[Given passage]

::::::

- Conference: Southern Intercollegiate Athletic Association
- Record: 4–2–1 (0–2–1 SIAA)
- Head coach: M. B. Banks (3rd season);
- Home stadium: Cheek Field

= 1911 Central University football team =

American college football season

The 1911 Central University football team represented Central University of Kentucky (now known as Centre College) as a member the Southern Intercollegiate Athletic Association (SIAA) during the 1911 college football season. Led by third-year head coach M. B. Banks, the Colonels compiled an overall record of 4–2–1, with a mark of 0–2–1 in conference play.

::::::

[Data rows]

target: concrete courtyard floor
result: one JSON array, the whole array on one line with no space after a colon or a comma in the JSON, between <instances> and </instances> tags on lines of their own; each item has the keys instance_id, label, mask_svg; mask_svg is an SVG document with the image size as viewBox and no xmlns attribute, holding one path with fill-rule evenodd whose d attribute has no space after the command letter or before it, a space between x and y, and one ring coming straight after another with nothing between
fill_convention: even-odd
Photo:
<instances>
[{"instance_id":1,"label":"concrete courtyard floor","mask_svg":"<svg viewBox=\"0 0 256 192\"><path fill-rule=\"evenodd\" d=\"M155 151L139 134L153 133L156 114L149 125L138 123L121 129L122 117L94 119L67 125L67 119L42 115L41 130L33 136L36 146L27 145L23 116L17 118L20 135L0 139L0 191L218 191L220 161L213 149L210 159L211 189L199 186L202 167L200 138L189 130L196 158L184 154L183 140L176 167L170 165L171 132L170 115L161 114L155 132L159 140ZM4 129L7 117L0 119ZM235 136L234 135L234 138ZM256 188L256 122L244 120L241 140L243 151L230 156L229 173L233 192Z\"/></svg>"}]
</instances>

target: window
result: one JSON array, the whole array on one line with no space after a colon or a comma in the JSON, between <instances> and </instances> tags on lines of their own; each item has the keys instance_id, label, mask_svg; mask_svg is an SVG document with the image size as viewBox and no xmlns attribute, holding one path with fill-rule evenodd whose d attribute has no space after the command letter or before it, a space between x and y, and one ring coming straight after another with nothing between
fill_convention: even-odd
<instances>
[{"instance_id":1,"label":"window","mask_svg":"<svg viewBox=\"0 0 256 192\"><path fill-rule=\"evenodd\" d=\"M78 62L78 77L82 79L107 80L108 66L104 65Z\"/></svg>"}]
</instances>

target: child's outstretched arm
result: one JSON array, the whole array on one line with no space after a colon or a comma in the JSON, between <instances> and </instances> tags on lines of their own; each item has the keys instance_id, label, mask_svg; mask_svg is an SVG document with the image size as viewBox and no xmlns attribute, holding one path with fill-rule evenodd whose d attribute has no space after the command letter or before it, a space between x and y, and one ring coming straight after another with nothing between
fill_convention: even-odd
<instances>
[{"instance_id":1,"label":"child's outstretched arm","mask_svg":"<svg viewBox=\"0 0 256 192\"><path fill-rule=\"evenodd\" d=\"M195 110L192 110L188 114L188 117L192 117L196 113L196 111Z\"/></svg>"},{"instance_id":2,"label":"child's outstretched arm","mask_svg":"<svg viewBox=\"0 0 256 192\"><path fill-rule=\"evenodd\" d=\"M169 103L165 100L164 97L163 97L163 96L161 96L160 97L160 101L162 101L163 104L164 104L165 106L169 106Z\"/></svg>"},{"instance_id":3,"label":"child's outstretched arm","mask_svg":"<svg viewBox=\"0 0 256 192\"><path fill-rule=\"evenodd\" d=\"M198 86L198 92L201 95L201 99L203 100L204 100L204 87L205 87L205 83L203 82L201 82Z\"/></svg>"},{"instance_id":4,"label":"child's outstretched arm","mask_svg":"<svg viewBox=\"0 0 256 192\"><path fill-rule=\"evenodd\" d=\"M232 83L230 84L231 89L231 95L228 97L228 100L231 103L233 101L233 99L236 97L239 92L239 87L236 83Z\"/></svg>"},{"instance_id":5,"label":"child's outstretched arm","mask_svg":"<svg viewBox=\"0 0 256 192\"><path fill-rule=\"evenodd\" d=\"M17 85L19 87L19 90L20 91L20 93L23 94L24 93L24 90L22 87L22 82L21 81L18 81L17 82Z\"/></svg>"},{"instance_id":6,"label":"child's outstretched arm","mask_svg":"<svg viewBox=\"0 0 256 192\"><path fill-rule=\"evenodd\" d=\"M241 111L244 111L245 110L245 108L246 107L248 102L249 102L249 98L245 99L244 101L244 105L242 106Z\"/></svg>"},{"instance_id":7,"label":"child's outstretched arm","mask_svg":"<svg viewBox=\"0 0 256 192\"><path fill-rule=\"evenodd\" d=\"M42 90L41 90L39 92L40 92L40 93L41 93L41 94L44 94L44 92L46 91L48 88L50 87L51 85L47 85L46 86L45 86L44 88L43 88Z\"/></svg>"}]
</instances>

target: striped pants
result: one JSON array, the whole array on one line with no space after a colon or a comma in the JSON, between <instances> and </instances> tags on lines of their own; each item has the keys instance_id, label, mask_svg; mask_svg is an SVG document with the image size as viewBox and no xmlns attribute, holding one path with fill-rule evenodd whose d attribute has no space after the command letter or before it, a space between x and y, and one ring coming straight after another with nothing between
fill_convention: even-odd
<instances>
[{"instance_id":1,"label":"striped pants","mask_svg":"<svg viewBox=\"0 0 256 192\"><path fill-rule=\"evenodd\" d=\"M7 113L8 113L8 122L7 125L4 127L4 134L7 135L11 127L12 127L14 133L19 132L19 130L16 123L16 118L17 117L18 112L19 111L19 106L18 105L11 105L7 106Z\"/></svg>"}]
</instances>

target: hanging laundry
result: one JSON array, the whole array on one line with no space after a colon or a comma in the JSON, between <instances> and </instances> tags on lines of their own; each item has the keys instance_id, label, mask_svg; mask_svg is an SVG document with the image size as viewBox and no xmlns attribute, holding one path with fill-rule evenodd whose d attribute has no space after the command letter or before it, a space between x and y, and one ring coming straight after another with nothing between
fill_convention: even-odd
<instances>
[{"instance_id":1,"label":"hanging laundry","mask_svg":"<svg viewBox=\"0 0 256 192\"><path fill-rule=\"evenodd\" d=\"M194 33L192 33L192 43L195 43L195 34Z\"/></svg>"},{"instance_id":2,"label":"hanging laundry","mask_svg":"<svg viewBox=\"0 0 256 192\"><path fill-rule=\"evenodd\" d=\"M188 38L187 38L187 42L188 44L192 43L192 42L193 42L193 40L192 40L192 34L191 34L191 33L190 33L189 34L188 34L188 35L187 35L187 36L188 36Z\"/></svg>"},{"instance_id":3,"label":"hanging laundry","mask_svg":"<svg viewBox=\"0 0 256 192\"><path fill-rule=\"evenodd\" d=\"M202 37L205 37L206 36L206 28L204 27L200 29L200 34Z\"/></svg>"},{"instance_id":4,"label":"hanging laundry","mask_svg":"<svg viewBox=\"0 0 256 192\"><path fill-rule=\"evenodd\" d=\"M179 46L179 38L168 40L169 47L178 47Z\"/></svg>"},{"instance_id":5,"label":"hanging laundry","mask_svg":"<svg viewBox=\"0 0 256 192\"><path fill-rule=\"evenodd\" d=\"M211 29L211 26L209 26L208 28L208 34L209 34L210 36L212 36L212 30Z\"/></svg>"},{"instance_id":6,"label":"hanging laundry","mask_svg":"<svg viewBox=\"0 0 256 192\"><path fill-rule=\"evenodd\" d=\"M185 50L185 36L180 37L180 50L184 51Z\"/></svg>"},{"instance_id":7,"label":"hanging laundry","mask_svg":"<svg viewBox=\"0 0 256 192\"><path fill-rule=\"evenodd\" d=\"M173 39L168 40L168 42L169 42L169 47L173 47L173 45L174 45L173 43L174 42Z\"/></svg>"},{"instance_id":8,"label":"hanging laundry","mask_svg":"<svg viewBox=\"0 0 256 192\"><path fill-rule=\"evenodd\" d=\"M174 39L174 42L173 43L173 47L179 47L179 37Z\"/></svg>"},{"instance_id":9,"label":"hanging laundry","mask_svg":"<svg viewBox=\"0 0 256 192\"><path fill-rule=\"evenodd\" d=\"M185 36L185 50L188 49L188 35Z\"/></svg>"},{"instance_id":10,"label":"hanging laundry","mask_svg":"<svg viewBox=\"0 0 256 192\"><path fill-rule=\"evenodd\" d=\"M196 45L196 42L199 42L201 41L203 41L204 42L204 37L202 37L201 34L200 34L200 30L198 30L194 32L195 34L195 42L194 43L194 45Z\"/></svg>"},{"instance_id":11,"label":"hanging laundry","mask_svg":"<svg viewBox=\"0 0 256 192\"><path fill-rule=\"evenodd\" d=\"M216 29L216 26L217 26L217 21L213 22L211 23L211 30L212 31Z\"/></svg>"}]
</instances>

::::::

[Actions to take]
1. According to the text on the 1911 Central University football team, what is Central University of Kentucky now known as?
2. Collect every line of the records that contains the string "target", matching case exactly.

[The replies]
1. Centre College

2.
target: concrete courtyard floor
target: window
target: child's outstretched arm
target: striped pants
target: hanging laundry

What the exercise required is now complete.